TASK DESCRIPTION:
The records that follow must be repeated exactly, except for their pictures.

========================================

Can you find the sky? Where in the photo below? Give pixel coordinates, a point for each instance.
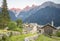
(23, 3)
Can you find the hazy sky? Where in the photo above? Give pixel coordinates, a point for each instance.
(23, 3)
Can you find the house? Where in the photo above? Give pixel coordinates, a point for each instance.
(47, 29)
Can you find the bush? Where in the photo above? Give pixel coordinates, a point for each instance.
(12, 26)
(58, 33)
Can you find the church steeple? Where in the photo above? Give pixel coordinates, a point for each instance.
(52, 23)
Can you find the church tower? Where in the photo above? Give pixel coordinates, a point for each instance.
(52, 23)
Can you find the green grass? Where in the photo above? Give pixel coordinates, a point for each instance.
(45, 38)
(20, 37)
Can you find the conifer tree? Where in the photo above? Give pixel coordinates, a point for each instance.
(5, 14)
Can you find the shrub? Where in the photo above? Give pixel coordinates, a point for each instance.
(58, 33)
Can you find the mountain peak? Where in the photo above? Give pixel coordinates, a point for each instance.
(27, 8)
(50, 4)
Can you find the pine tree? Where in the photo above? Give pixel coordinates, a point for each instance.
(5, 15)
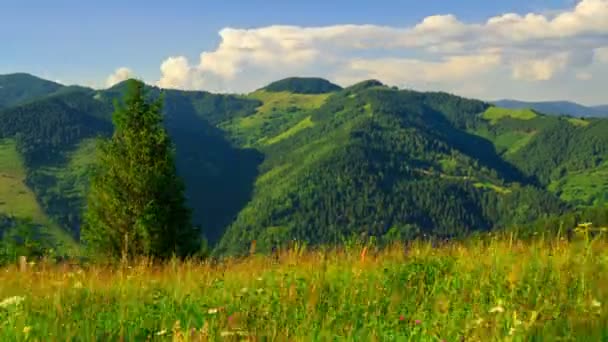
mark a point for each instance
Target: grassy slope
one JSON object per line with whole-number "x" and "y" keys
{"x": 587, "y": 187}
{"x": 498, "y": 290}
{"x": 15, "y": 197}
{"x": 18, "y": 200}
{"x": 495, "y": 114}
{"x": 71, "y": 177}
{"x": 280, "y": 112}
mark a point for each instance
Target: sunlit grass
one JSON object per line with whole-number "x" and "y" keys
{"x": 493, "y": 290}
{"x": 494, "y": 114}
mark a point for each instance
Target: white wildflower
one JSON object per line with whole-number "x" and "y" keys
{"x": 498, "y": 309}
{"x": 10, "y": 301}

========================================

WRITTEN REPLY:
Can you find the sky? Where in the photo below? Give pixel coordinates, a point for each instance.
(23, 3)
Can you find the hazy sky? Where in the photo above? Give pixel coordinates, a point for each instance.
(23, 3)
Can you find the house? Where in the photo above? Give pixel coordinates, a point for each instance.
(47, 29)
Can you find the bush? Where in the photo above? Give pixel coordinates, a point for each instance.
(12, 26)
(58, 33)
Can you find the church steeple? Where in the photo above? Give pixel coordinates, a point for each instance.
(52, 23)
Can you find the church tower? Where in the photo above? Give pixel coordinates, a point for each instance.
(52, 23)
Can you find the green grass? Where in the photo above? Give pixel coordinates, a point for each instance.
(45, 38)
(20, 37)
Can you find the conifer tree? Where in the photo above? Give pixel coordinates, a point for each instance.
(5, 14)
Can you find the shrub? Where in the photo above? Give pixel coordinates, a point for each instance.
(58, 33)
Can you find the mountain peak? Where in the photo above? Give pixel coordinates, a point for each instance.
(27, 8)
(50, 4)
Can you find the pine tree? Where in the photo above? Give pixel coordinates, a point for each instance.
(5, 15)
mark a point for each instance
Target: grassy slope
one JSON object per line with whole-number "x" and "y" keys
{"x": 587, "y": 187}
{"x": 498, "y": 290}
{"x": 15, "y": 197}
{"x": 18, "y": 200}
{"x": 495, "y": 114}
{"x": 71, "y": 177}
{"x": 280, "y": 112}
mark a point for each instance
Target: sunlit grass
one JSON object per line with whole-number "x" and "y" keys
{"x": 493, "y": 290}
{"x": 494, "y": 114}
mark a point for each instance
Target: white wildflower
one JSON object per line with whole-number "x" and "y" keys
{"x": 498, "y": 309}
{"x": 10, "y": 301}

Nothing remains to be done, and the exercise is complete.